Count how many lines in the rows that follow contain the word "below". Reply with the number alone.

* _GIVEN DATA_:
================
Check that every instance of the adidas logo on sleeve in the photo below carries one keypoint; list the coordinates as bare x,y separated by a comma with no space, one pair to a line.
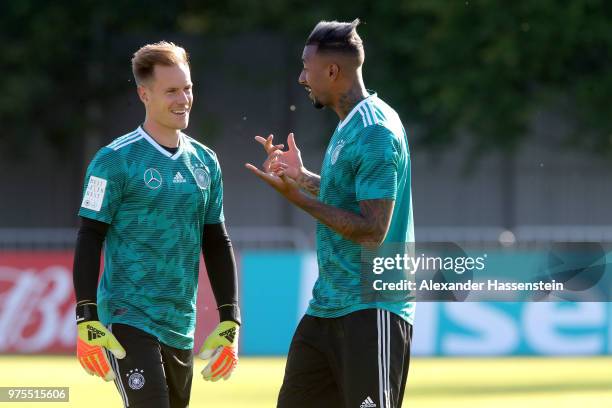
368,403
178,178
================
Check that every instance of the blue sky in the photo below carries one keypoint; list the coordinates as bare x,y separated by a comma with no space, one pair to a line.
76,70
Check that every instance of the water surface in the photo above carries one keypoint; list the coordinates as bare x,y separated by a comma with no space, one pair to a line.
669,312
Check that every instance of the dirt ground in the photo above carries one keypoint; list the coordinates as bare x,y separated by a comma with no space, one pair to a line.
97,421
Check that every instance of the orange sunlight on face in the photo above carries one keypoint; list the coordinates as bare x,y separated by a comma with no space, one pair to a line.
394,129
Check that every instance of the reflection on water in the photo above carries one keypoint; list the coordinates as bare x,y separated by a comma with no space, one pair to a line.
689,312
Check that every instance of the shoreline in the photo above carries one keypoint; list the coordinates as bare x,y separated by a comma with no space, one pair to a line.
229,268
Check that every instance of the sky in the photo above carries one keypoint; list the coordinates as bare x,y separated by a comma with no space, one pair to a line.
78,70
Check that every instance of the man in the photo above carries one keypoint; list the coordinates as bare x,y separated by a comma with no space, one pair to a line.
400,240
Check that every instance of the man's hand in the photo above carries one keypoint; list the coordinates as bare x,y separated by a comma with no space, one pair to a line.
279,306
================
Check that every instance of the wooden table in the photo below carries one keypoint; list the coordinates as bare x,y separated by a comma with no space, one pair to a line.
================
* _IN RESPONSE_:
3